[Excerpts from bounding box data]
-*-*-

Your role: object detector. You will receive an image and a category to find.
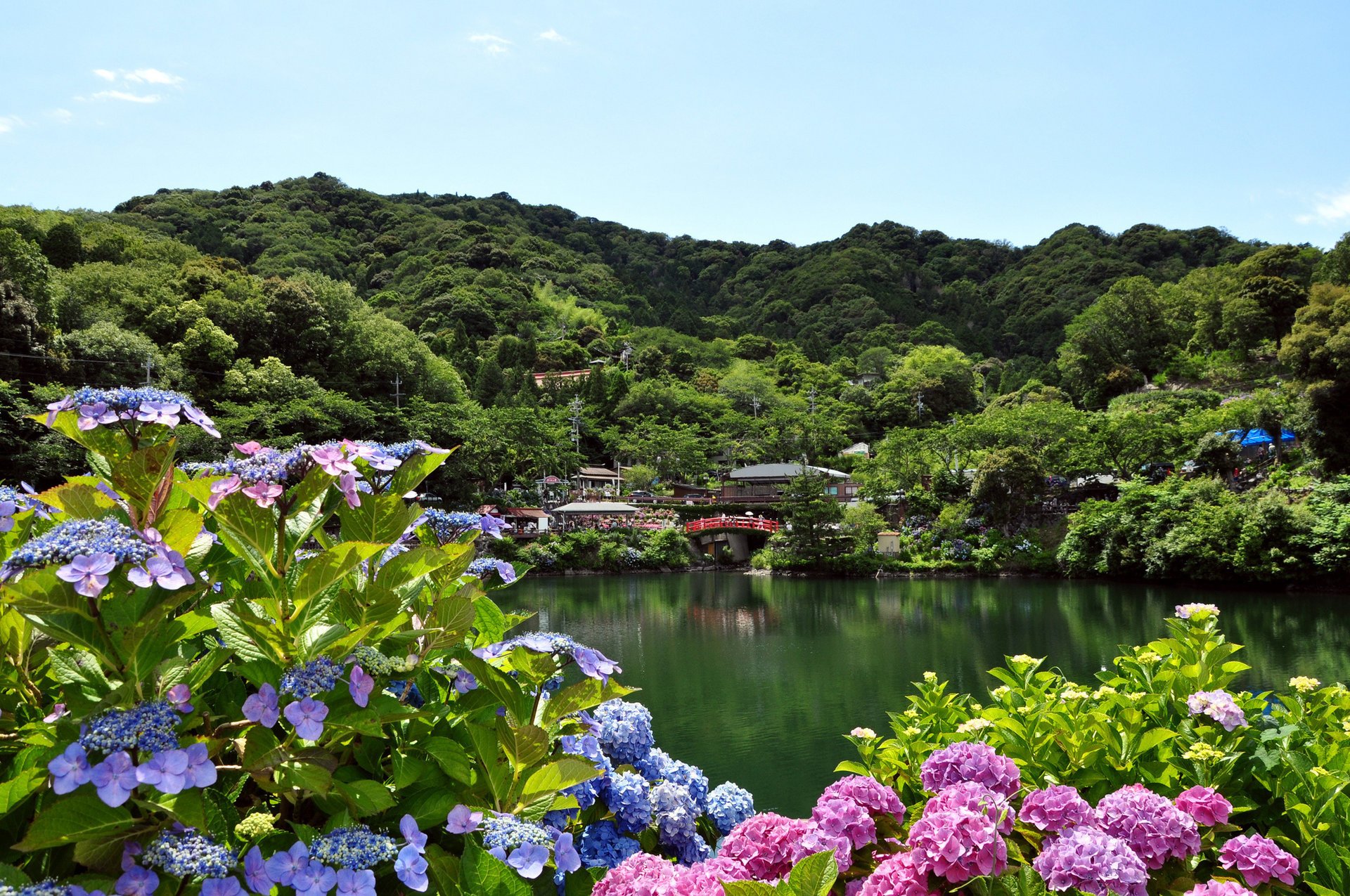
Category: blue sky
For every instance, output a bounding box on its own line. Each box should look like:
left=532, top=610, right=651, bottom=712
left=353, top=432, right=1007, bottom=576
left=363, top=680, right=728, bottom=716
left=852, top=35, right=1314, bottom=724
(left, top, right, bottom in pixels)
left=0, top=0, right=1350, bottom=245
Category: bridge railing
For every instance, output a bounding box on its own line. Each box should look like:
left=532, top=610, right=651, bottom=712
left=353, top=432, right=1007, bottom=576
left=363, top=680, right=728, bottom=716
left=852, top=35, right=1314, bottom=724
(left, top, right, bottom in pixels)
left=684, top=516, right=779, bottom=533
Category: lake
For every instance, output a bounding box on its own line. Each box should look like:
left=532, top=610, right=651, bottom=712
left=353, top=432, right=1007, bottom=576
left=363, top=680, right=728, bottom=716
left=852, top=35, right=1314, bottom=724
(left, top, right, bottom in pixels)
left=510, top=572, right=1350, bottom=817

-*-*-

**Instruction:** Return every line of these records verbatim, omitting the pictures.

**Full output:**
Your role: object detector. You will receive an image and a category to find.
Category: blue sky
For every instance, output a bounding box on its own line. Each box should look like:
left=532, top=610, right=651, bottom=712
left=353, top=432, right=1007, bottom=576
left=363, top=680, right=728, bottom=716
left=852, top=35, right=1314, bottom=724
(left, top, right, bottom in pixels)
left=0, top=0, right=1350, bottom=245
Category: bridge railing
For every instance, output a bounding box on its own line. Each box should look like:
left=532, top=610, right=651, bottom=712
left=353, top=432, right=1007, bottom=576
left=363, top=680, right=728, bottom=716
left=852, top=35, right=1314, bottom=724
(left, top, right, bottom in pixels)
left=684, top=516, right=779, bottom=533
Category: lake
For every instance, output a bounding box on its own line. Each box should look like:
left=532, top=610, right=651, bottom=712
left=353, top=432, right=1007, bottom=576
left=363, top=680, right=728, bottom=716
left=852, top=35, right=1314, bottom=724
(left, top, right, bottom in pixels)
left=510, top=572, right=1350, bottom=817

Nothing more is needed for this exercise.